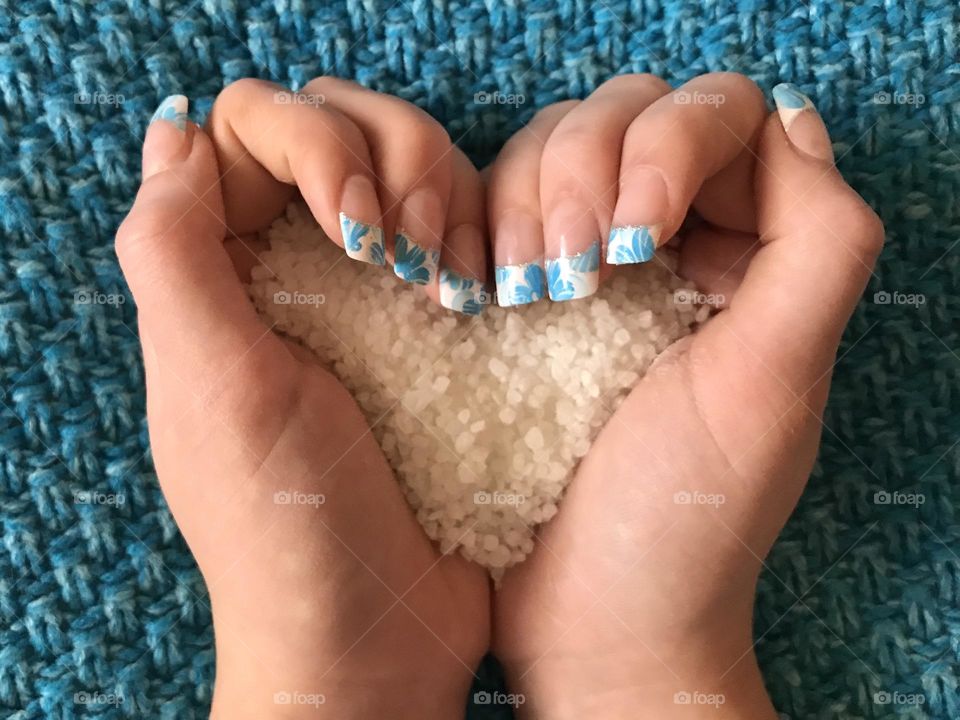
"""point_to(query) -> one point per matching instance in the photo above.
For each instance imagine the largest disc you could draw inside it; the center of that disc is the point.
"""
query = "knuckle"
(551, 111)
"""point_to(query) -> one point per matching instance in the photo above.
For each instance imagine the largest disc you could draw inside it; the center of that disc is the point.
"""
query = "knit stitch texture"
(861, 596)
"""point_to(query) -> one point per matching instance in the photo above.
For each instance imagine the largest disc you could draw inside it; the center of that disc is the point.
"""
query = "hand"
(642, 587)
(322, 584)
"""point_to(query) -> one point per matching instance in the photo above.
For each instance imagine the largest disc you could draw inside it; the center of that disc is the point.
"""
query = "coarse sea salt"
════════════════
Where a record holds a picture, leave the picture out and restate the rest word for word.

▶ [Task answer]:
"""point_to(query) -> one point per matching instance in the photo above.
For each instance imagine the largest disc you could draw inside it; the center of that disc is the point.
"""
query = "knuckle"
(551, 111)
"""point_to(query) -> one point per matching instance in the photo above.
For each instance imagine the largest disc you could draw inside it; the center of that disc is the point.
"""
query = "knit stitch texture"
(861, 596)
"""point_to(query) -> one point per matching instance in the photo above.
For each instance imagine the largest disc you could draw inside it; the center of that disc is the point.
"""
query = "hand"
(642, 587)
(322, 584)
"""point_to(query) -> one point per matching instance in the photo above.
For each instance imagine the largest disc you could draw inside it; the center of that disc is the point.
"""
query = "coarse sea salt"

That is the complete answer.